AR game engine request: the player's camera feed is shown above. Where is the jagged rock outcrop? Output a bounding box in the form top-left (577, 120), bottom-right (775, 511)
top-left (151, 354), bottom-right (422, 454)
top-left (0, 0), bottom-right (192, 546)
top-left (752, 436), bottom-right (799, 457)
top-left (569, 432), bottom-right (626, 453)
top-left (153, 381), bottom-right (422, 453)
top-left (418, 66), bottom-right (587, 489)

###

▶ [DIRECTIONS] Repeat the material above in full, quoting it exactly.

▶ [ANSWER BOX]
AR game engine request: the player's camera feed is shown above. Where is the jagged rock outcrop? Output a bounding box in the form top-left (577, 120), bottom-right (775, 511)
top-left (151, 354), bottom-right (422, 454)
top-left (0, 0), bottom-right (192, 546)
top-left (752, 436), bottom-right (799, 457)
top-left (569, 432), bottom-right (626, 453)
top-left (153, 381), bottom-right (422, 453)
top-left (418, 66), bottom-right (587, 489)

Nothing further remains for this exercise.